What is being asked >>
The result should be all the records, exact and complete, without a single picture.

[Natural language region descriptions]
================

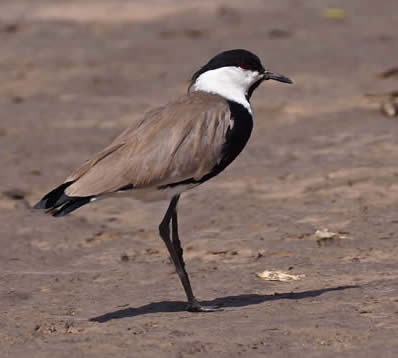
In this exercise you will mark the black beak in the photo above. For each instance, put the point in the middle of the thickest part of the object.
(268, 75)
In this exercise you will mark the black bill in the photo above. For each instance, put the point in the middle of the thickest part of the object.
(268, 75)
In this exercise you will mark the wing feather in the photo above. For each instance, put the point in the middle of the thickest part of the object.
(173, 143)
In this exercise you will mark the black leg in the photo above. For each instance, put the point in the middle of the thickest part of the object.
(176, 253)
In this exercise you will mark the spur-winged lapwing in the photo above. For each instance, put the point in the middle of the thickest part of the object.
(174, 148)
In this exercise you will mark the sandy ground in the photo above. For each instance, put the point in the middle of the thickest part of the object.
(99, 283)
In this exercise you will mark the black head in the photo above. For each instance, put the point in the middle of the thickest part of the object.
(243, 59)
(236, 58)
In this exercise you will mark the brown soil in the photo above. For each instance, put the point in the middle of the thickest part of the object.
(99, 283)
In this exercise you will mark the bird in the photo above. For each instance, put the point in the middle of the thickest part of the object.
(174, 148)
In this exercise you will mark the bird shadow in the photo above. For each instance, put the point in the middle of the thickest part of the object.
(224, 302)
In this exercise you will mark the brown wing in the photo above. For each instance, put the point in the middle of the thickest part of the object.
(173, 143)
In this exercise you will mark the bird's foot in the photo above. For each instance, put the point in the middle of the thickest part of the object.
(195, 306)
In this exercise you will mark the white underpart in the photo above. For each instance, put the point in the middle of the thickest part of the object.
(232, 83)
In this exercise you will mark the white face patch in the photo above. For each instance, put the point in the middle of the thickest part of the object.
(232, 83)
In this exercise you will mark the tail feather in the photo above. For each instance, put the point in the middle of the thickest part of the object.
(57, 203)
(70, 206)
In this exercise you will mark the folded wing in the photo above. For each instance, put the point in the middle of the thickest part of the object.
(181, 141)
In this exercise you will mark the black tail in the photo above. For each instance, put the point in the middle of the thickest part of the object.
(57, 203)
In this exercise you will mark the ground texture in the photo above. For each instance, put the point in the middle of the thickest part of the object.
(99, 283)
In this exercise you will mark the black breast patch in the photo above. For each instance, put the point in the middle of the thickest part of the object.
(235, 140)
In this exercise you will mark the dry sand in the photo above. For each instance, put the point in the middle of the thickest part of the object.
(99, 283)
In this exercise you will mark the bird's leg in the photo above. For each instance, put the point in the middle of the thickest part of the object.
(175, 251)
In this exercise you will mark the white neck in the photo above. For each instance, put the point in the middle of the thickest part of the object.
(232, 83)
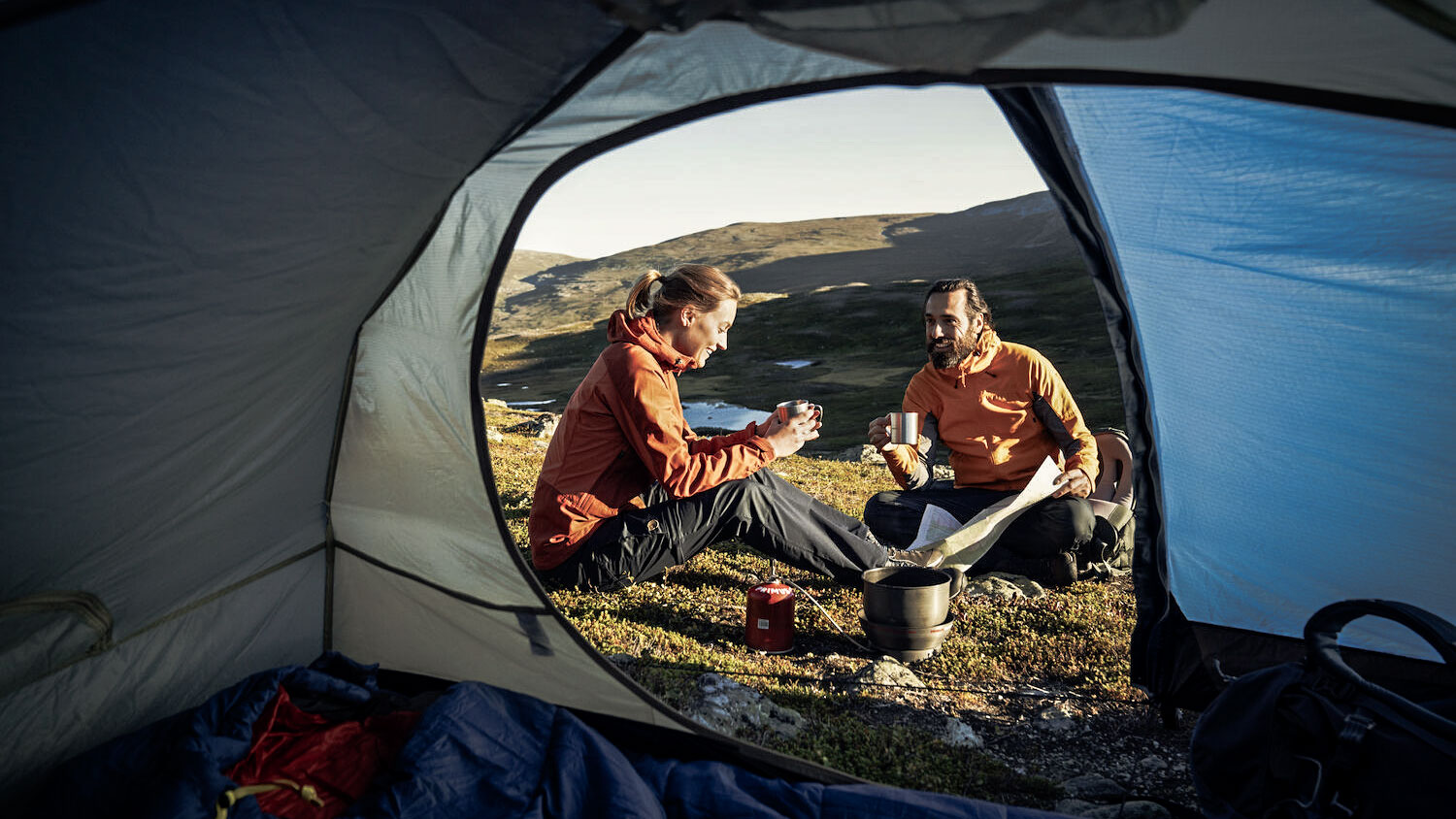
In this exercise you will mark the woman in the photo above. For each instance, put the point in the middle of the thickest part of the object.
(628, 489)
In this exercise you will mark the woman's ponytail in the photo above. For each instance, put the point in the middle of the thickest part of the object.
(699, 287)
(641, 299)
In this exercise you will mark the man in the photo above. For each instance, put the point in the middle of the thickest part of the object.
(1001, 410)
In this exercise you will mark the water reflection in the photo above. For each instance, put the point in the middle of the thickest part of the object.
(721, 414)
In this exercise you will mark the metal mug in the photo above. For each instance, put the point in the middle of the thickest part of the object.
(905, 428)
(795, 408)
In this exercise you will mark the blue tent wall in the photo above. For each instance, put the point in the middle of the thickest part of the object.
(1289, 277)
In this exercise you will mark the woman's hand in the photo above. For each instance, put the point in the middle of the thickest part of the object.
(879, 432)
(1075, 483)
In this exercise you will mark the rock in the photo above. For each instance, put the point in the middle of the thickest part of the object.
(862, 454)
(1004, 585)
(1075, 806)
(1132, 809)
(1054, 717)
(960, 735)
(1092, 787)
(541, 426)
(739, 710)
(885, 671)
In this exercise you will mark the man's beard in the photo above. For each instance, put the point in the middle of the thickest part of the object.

================

Task answer >>
In this exercise you will mark the black beak in the photo above. For each instance, put the point in the middle of the thickest part of the object.
(268, 75)
In this exercise you will mark the black bill in the photo above. For each instance, put the point in the middle of the thickest part of the object.
(268, 75)
In this exercise you will mark the wing feather in the photo above. For each instance, put the point in the middle of the thickest part of the object.
(173, 143)
In this exercise you will mark the black leg in the photo above. For each instance, put the point in the middle of the thickest part of the object.
(176, 253)
In this exercise you will mark the spur-winged lapwing in the photo above. For each instance, put the point in the middle of the thickest part of the object.
(174, 148)
In this exercise you will mark the sandy ground in the photo above. For each instance, put the point in the middle of the thickest part of the object.
(99, 283)
In this exercise you will mark the black head in the photo above. For each instance, put the point in the middle of the thickest part of the object.
(243, 59)
(236, 58)
In this exercise you will mark the brown soil in the photo above. For each instance, put the point in the middle of the thickest part of the object.
(99, 283)
In this exercise you will mark the bird in the photo above. For each instance, put the point in the middle of the thickest part of the object.
(174, 148)
In this exercise you will mark the bird shadow in the photo above. For each instance, put the point in the middle of the thickest part of the object.
(224, 302)
In this exercise you will mark the brown wing in the photo above. For each instance, put the point in the middle of the thickest part of the object.
(173, 143)
In this exercise you will mark the bird's foot in the photo above. For each instance, put the point in the middle of the thickest part of the object.
(195, 306)
In this exercise you will mark the white underpart in the photo above. For each instance, put the point in the middle of the thickest part of the object.
(232, 83)
In this exercise you will mark the white face patch in the photo above. For each instance, put the point in the middle of the thickest part of the object.
(232, 83)
In this exercise you will mark the tail feather in the photo above. For each instance, put the point in the middle of the thickest part of the object.
(57, 203)
(70, 206)
In this exercise you will mark the folded wing in the photo above. For each instance, put the point in the middle of the thickest part of the object.
(181, 141)
In this exercise you will mark the black tail in the photo above. For each instance, put the point in the middle of the thickest part of the object.
(57, 203)
In this exercise you will mark the ground texture in the photo above. For each instance, put the point in the middle of the thickest part of the object.
(99, 283)
In this exercise you will mark the black breast patch in the photo above. For each instance, put the point in the middle of the thickest part of the object.
(235, 140)
In this exercise you will mark the dry sand in the photo above. For each instance, put the point in the middle of the thickest part of the object.
(99, 283)
In this exercise you will mark the bird's leg in the photo above. For each instance, put the point in the middle of the thickest part of the object.
(175, 251)
In this exercise you will mark the white neck in the photo above. For each instance, put the point in the middle of the thickest part of the object.
(232, 83)
In this exercise you will mark the woman in the photo above. For each instance, put the point in the middle of the thickest part of the object.
(628, 489)
In this exercise you will mark the woman's ponytail in the photo above. For each instance, put the point in the middle of the thickest part of the object.
(699, 287)
(641, 299)
In this exercise you will mark the man in the photo above. For each instance, put the point in the middle of the thickest part of the object.
(1001, 410)
In this exercise you will mark the water reflection in the photo above. For each instance, put the point in the middle of the thickest part of the object.
(721, 414)
In this exercise you will mark the metal mug in the photo above. For each instance, put the point in the middle of the thickest part of the object.
(905, 428)
(795, 408)
In this exercise you will mark the blue tent wall in the photo above. For each instance, put the point in the middle of the thickest part of the object.
(1289, 277)
In this exercise you will mark the woman's hand in the photo above. For each instance, put the point in the middle of the thickest part of the object.
(879, 432)
(1075, 483)
In this exercise you will mark the rock in the photo above. For each instance, put the point in the middle of the thickest part of the object.
(862, 454)
(1004, 585)
(1075, 806)
(1132, 809)
(1054, 717)
(960, 735)
(1092, 787)
(541, 426)
(739, 710)
(885, 671)
In this exercise you will mark the man's beard in the photo above. For each instance, put the point in the middle of the thickest part of the object.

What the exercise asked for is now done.